*** TEXT SHOWN

Updated: 12 hours ago


Youth, Angst, and Subculture in Cry-Baby and The Breakfast Club


Teen rebellion has always been a source of fascination in cinema, reflecting the tensions of adolescence and the social structures that shape it. Two films from the 1980s and early 1990s - John Hughes’ The Breakfast Club (1985) and John Waters’ Cry-Baby (1990) - offer strikingly different perspectives on subculture and angst. While The Breakfast Club seeks authenticity through realism and stereotype-driven drama, Cry-Baby revels in parody, camp, and exaggerated stylisation. Together, they reveal the multiple ways youth identity, rebellion, and belonging are constructed and performed on screen.


Cry-Baby movie poster
Cry-Baby movie poster

Parody and Performance: Subculture in Cry-Baby


John Waters’ Cry-Baby is an over-the-top homage to 1950s teen melodrama, parodying the cultural panic around juvenile delinquency. The Drapes, led by Cry-Baby (Johnny Depp), embody the aesthetics of resistance: slicked-back hair, leather jackets, motorcycles, and a soundtrack of rebellious rock ‘n’ roll. They stand in contrast to the Squares, the socially respectable middle-class teens. This division is less about actual conflict than about style as symbolic resistance, as theorist Dick Hebdige argued in Subculture: The Meaning of Style (1979).

******

• TASK INSTRUCTIONS
a) Using the film essay, say whether each statement agrees with it: (i) The Breakfast Club came out in 1985; (ii) the Drapes are the socially respectable middle-class teens; (iii) Dick Hebdige's Subculture: The Meaning of Style dates from 1979. Answer yes or no for each, quoting the deciding words.
b) Return the stretch of the film essay from "Updated: 12 hours" through "performed on screen.", copied word for word.
The items that come next play no part in what is asked here.

*** INFORMATION SHOWN

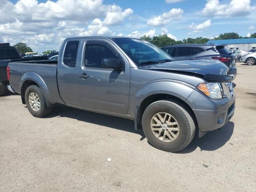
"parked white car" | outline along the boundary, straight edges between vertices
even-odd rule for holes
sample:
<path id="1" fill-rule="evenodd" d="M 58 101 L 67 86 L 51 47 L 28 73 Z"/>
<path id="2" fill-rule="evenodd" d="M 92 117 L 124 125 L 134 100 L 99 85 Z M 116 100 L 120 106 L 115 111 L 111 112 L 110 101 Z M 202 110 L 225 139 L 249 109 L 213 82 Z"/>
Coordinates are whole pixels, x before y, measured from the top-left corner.
<path id="1" fill-rule="evenodd" d="M 58 60 L 58 55 L 54 55 L 54 56 L 52 56 L 52 57 L 50 58 L 49 60 Z"/>
<path id="2" fill-rule="evenodd" d="M 241 57 L 240 61 L 249 65 L 255 65 L 256 62 L 256 53 L 242 55 Z"/>

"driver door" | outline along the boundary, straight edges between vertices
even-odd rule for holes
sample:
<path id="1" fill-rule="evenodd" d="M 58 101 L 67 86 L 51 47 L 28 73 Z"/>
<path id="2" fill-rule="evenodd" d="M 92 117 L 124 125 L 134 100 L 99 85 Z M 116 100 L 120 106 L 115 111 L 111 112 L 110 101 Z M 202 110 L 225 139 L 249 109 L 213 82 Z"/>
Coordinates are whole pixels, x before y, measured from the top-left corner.
<path id="1" fill-rule="evenodd" d="M 88 40 L 84 42 L 83 60 L 78 80 L 80 105 L 126 114 L 130 94 L 130 64 L 110 41 Z M 104 58 L 117 59 L 122 69 L 102 66 Z"/>

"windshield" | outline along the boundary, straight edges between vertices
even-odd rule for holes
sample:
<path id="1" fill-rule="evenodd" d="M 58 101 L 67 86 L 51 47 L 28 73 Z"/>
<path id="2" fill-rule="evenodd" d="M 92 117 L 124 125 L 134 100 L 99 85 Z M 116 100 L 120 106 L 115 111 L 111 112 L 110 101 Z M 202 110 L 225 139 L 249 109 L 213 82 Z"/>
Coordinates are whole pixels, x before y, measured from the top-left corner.
<path id="1" fill-rule="evenodd" d="M 174 60 L 164 51 L 147 41 L 128 38 L 113 40 L 139 66 Z"/>

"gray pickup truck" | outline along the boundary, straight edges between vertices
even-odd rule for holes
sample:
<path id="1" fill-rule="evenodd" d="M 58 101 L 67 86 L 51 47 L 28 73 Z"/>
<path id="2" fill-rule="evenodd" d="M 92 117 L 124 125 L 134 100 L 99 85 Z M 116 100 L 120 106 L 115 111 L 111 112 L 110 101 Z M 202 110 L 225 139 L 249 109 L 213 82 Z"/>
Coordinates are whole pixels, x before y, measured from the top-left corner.
<path id="1" fill-rule="evenodd" d="M 66 39 L 58 61 L 11 62 L 10 90 L 34 116 L 62 104 L 133 120 L 157 148 L 175 152 L 224 125 L 235 110 L 234 76 L 222 62 L 176 62 L 146 41 Z"/>

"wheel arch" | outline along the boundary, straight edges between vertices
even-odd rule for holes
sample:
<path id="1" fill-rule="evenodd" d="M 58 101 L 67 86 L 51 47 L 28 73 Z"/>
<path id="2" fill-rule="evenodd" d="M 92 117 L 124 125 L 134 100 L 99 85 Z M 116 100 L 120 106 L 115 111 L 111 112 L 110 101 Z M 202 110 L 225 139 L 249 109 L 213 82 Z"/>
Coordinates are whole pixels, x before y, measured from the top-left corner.
<path id="1" fill-rule="evenodd" d="M 141 129 L 142 116 L 148 106 L 163 99 L 172 100 L 182 106 L 189 112 L 195 124 L 197 124 L 195 114 L 191 107 L 185 101 L 194 88 L 185 84 L 165 81 L 150 84 L 140 89 L 133 97 L 130 112 L 134 119 L 135 130 Z"/>
<path id="2" fill-rule="evenodd" d="M 28 72 L 22 77 L 20 81 L 20 87 L 21 100 L 23 104 L 25 104 L 25 92 L 26 90 L 30 85 L 36 85 L 40 88 L 46 100 L 47 106 L 51 106 L 51 103 L 54 103 L 52 101 L 51 96 L 47 86 L 42 78 L 34 72 Z"/>

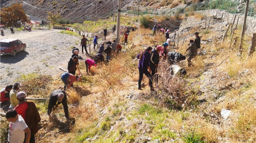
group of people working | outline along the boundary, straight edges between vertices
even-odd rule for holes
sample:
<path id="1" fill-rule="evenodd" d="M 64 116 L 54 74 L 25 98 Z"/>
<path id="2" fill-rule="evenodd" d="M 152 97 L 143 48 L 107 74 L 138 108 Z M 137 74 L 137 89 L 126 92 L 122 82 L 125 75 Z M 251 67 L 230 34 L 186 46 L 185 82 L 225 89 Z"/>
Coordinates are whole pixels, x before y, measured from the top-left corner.
<path id="1" fill-rule="evenodd" d="M 16 82 L 1 90 L 0 101 L 4 103 L 10 102 L 10 109 L 5 115 L 10 122 L 8 141 L 10 143 L 35 143 L 35 135 L 40 129 L 39 123 L 41 117 L 35 103 L 26 99 L 25 92 L 19 91 L 22 87 L 21 84 Z M 63 105 L 66 117 L 69 119 L 66 93 L 63 90 L 56 90 L 50 96 L 47 114 L 50 122 L 51 114 L 60 103 Z"/>
<path id="2" fill-rule="evenodd" d="M 156 29 L 156 24 L 155 25 L 153 30 L 154 34 Z M 158 26 L 160 25 L 158 25 Z M 169 30 L 167 32 L 169 32 Z M 194 41 L 192 40 L 189 41 L 188 48 L 186 50 L 188 54 L 188 66 L 192 66 L 191 60 L 194 58 L 197 54 L 197 49 L 200 48 L 200 38 L 198 32 L 195 33 L 196 38 Z M 157 69 L 159 66 L 159 63 L 161 58 L 163 60 L 167 60 L 171 66 L 170 69 L 170 74 L 172 75 L 178 75 L 183 77 L 187 73 L 186 71 L 183 68 L 180 66 L 177 63 L 180 61 L 186 59 L 186 57 L 181 54 L 175 52 L 168 52 L 168 46 L 170 45 L 171 40 L 169 34 L 165 36 L 166 42 L 162 46 L 157 46 L 153 49 L 151 47 L 148 47 L 144 51 L 141 52 L 137 56 L 139 60 L 138 68 L 139 70 L 139 77 L 138 80 L 139 90 L 142 90 L 141 88 L 141 81 L 143 79 L 143 74 L 145 74 L 149 79 L 149 85 L 150 87 L 150 91 L 154 91 L 153 87 L 153 78 L 155 78 L 156 82 L 157 82 L 158 76 L 156 73 L 157 72 Z"/>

******

• RESULTS OF THE TASKS
a)
(i) Yes: "John Hughes’ The Breakfast Club (1985)"
(ii) No: "They stand in contrast to the Squares, the socially respectable middle-class teens."
(iii) Yes: "Subculture: The Meaning of Style (1979)"

b)
Updated: 12 hours ago


Youth, Angst, and Subculture in Cry-Baby and The Breakfast Club


Teen rebellion has always been a source of fascination in cinema, reflecting the tensions of adolescence and the social structures that shape it. Two films from the 1980s and early 1990s - John Hughes’ The Breakfast Club (1985) and John Waters’ Cry-Baby (1990) - offer strikingly different perspectives on subculture and angst. While The Breakfast Club seeks authenticity through realism and stereotype-driven drama, Cry-Baby revels in parody, camp, and exaggerated stylisation. Together, they reveal the multiple ways youth identity, rebellion, and belonging are constructed and performed on screen.